Excerpt ::
▶

Because marriage makes it easier to save, reduces costs associated with
family instability and engenders a savings ethic, the significant
association between marital status and wealth looks to be at least
partly causal.
Accordingly, educators and philanthropists should develop evidence-
based curricula that help young people build agency by descriptively
(versus prescriptively) teaching the ``success sequence'' in schools
and organize social and mass media campaigns to normalize a new set of
behavioral expectations around family formation. Without these steps,
sending additional money to low-income young adults will do little to
meaningfully alter their chances to achieve the American dream in the
long run.
Please don't hesitate to reach out with any more questions.
__________
Response from Mr. Rowe to Question for the Record Submitted by
Representative Beatty
Representative Beatty. Thank you so much, Mr. Chairman.
I know I am over my time, but if I could ask all of the witnesses
to give me a written statement on their opinion of the direction we
should be looking at the Tulsa Massacre, 100 years ago with the Black
Wall Street that deals directly with today's topic, I would be
interested in any of their thoughts on how we move forward. Thank you.
And I yield back.
Congresswoman Beatty requested responses on how to approach the
teaching of information related to the events in Tulsa a century ago.
With that request, please see below a new curriculum unit that 1776
Unites has created called Tulsa Terror & Triumph that captures both the
tragedy of the massacre that occurred, and the resilient rise of black
Americans in the face of adversity.
https://1776unites.com/our-work/curriculum/download/
__________
Question for the Record for Professor Baradaran Submitted by Senator
Klobuchar
We have seen unequal patterns of Federal investment--often the
result of systemic racism and discrimination--lead to decades of
neglect in some communities, which exacerbates the racial wealth gap. I
support Representative Jim Clyburn's 10--20--30 plan, in which 10
percent of Federal resources are committed to communities where at
least 20 percent of the population has been living below the poverty
line for 30 years or more.

◀

Task to carry out :: Continue the racial wealth gap hearing excerpt above, starting after its last sentence.

Listed records ::
▶

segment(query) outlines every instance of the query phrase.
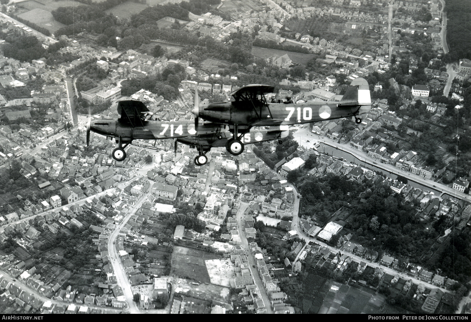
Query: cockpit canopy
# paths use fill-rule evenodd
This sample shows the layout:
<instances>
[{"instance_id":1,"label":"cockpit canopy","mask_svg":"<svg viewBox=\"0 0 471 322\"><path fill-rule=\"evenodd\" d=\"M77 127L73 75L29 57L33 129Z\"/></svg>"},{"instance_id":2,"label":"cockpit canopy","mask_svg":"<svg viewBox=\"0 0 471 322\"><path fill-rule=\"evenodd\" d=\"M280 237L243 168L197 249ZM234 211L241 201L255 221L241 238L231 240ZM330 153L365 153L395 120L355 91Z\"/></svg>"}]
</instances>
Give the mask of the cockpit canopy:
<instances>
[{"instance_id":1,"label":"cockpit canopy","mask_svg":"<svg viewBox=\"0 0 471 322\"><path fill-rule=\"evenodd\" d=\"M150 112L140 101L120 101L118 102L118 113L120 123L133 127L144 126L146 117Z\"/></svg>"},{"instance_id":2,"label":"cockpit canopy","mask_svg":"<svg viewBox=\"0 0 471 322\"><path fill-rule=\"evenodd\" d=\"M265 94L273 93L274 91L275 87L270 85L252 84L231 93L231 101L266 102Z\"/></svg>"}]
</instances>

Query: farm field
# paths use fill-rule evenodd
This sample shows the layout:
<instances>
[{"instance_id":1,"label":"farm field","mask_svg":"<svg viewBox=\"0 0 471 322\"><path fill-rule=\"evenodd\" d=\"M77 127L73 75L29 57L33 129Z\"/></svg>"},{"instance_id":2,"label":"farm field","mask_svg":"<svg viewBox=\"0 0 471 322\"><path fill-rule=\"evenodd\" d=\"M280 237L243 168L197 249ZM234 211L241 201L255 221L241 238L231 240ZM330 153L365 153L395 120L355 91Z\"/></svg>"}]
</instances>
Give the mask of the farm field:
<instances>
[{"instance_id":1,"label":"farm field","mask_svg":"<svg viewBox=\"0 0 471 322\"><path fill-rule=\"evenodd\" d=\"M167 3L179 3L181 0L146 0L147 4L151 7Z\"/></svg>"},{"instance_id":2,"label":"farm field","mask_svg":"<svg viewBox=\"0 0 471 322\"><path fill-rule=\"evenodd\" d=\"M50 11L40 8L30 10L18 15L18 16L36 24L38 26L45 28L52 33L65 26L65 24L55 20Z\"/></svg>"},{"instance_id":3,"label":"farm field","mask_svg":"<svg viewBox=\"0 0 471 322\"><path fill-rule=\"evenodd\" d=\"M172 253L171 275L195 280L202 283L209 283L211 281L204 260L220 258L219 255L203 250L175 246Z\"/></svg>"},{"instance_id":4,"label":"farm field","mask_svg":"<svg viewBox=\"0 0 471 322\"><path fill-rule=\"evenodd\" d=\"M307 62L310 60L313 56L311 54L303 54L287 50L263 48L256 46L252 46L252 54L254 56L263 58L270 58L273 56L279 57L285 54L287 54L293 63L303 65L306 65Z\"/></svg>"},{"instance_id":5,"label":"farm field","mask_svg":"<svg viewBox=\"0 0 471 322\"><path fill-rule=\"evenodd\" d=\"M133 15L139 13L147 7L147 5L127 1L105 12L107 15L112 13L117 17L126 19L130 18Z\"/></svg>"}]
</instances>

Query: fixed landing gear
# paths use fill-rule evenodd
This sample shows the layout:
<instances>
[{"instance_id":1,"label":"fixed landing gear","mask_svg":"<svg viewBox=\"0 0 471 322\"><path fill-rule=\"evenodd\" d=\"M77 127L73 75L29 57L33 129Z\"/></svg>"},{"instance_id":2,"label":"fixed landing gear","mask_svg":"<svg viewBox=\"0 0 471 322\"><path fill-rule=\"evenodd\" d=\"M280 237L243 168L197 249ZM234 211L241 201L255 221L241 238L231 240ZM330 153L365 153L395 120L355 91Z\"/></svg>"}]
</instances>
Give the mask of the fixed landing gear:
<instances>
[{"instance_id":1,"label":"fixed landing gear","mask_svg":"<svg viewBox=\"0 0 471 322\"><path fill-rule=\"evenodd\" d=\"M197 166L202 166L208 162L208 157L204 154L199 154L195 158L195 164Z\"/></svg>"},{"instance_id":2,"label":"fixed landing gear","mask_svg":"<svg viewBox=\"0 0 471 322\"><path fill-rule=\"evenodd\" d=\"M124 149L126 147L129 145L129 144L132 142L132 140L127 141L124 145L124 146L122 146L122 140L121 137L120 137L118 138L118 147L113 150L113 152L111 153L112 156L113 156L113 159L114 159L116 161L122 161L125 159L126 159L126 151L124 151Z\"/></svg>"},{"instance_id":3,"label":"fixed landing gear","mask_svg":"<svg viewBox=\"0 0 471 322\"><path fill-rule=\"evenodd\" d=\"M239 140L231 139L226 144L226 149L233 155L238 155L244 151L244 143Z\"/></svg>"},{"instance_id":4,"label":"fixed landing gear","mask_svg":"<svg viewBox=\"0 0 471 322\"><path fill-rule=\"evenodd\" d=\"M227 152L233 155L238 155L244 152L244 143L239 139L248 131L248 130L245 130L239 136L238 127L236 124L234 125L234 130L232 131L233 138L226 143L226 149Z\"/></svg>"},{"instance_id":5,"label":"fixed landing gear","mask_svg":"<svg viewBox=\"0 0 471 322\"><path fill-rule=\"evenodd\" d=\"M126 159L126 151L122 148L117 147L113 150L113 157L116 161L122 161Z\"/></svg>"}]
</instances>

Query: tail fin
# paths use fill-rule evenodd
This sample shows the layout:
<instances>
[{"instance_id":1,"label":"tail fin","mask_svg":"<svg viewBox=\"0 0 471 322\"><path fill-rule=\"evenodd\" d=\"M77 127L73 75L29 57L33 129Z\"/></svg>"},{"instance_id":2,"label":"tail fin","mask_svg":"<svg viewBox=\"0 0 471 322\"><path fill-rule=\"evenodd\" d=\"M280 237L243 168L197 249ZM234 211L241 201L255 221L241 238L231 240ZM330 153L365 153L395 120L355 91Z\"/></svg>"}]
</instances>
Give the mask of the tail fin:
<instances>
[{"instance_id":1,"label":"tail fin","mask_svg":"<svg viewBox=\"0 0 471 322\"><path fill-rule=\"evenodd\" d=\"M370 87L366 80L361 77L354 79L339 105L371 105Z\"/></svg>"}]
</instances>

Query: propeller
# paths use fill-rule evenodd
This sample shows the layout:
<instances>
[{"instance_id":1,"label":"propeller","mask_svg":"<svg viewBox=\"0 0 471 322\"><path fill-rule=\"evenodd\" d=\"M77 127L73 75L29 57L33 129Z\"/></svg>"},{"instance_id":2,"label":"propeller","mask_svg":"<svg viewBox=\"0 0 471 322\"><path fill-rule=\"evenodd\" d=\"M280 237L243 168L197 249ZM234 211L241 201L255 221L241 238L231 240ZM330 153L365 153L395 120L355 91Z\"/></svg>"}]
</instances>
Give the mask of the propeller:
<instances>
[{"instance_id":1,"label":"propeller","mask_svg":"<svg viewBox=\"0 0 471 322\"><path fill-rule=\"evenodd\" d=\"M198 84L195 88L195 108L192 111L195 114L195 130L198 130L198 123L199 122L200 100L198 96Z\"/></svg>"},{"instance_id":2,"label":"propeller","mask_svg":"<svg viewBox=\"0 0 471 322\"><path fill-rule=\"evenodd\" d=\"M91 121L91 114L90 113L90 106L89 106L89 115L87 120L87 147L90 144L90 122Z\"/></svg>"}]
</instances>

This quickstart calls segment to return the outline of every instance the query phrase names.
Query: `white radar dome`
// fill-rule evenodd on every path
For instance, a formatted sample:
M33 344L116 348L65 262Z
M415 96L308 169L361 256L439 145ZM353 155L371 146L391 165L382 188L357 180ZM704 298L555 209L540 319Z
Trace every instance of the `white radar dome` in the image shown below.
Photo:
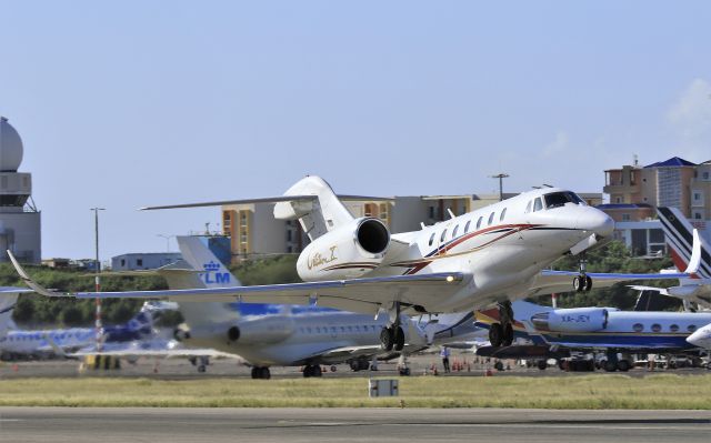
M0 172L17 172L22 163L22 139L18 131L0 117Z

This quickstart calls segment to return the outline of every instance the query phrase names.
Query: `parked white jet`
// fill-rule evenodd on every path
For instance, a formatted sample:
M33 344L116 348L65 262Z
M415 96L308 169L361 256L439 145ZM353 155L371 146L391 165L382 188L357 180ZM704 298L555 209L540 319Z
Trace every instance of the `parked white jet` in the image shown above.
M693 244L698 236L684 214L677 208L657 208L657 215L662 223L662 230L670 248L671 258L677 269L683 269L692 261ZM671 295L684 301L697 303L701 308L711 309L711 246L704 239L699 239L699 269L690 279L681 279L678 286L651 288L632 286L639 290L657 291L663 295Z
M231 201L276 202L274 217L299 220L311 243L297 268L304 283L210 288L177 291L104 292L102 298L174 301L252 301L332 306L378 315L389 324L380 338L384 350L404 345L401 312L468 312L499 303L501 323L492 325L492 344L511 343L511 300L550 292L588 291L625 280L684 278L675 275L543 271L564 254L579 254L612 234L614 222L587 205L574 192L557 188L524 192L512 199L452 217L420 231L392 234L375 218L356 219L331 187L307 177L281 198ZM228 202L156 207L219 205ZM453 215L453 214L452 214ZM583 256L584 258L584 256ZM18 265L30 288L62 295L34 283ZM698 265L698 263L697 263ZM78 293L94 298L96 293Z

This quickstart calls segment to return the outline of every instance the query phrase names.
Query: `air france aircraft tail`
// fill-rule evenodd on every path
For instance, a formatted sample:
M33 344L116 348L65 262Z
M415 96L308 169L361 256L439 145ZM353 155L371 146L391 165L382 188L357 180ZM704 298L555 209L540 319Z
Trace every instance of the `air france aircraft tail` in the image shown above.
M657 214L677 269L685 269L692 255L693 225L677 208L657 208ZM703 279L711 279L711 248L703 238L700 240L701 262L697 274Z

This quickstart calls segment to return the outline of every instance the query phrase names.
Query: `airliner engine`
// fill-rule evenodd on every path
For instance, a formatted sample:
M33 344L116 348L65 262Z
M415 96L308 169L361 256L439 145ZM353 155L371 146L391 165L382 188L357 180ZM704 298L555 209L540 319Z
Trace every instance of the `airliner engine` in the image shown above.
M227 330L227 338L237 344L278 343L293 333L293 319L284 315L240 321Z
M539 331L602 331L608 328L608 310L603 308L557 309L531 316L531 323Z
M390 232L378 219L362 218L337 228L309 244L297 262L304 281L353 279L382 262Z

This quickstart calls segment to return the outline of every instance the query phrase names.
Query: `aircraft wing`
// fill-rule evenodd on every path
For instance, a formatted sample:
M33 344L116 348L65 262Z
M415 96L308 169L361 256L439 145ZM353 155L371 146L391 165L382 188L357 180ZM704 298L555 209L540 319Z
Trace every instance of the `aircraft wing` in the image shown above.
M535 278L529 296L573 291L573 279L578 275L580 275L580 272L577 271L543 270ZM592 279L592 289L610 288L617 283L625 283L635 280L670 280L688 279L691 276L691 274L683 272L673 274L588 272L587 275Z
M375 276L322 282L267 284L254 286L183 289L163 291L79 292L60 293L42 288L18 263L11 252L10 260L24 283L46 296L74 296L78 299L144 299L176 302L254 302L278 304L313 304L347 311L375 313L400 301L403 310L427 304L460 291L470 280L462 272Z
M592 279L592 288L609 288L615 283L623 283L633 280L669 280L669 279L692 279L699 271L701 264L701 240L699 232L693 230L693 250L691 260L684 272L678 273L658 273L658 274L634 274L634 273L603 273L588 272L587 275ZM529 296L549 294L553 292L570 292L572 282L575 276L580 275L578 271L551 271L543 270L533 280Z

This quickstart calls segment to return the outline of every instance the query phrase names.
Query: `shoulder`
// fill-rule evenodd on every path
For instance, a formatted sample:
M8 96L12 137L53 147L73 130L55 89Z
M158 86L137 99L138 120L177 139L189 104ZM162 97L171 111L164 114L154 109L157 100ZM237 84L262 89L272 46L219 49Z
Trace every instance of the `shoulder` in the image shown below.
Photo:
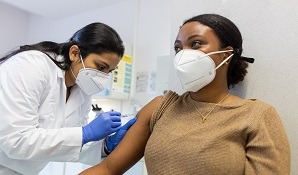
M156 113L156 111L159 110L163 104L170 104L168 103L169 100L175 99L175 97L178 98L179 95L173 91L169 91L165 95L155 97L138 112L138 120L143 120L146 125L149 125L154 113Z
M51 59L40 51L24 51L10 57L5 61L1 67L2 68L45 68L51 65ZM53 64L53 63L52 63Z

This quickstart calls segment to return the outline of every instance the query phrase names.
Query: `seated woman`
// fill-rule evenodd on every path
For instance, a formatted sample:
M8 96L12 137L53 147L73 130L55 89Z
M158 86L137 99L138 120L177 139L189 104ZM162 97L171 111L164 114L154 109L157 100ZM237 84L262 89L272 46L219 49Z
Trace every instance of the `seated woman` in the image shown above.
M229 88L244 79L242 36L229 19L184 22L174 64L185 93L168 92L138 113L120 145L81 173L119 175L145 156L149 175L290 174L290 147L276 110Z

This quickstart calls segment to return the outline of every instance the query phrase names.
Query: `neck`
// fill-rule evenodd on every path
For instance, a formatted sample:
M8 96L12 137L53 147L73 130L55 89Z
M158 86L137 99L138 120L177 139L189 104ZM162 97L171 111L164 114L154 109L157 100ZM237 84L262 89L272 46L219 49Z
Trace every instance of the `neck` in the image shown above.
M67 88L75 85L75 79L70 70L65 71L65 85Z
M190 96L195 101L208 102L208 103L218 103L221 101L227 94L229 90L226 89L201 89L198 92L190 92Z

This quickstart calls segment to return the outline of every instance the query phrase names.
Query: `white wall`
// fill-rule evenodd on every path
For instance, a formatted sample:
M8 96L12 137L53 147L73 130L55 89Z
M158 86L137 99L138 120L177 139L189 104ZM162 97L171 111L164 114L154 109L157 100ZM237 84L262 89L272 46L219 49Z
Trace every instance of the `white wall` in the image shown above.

◀

Output ::
How much progress could we make on closing the racial
wealth gap if, over an extended period of time, we ensure that 10
percent of each agency's funding reaches communities dealing with
persistent poverty?
__________
Questions for the Record for Professor Baradaran Submitted by Senator
Kelly
topic: expanding latino homeownership
During our State work period last week, I visited the Market of
Dreams in Flagstaff, Arizona.
Market of Dreams is a 6-year-old micro-entrepreneurship center that
provides mentoring for microbusinesses, retail space, leadership
development, and more opportunities for entrepreneurs just starting
out.
It's located in an area that's 45 percent Latino, where 75 percent
of residents work multiple jobs and a majority of folks pay 50 percent
or more of their total monthly income on rent.
That rent statistic really jumped out at me. And we know it's not
unique to this one community.
Considering what we know about the possibility for
homeownership to help build wealth, how do we better make that a
reality for Latino communities?
Your testimony referenced the idea of a down payment
assistance fund. Could you expand on that?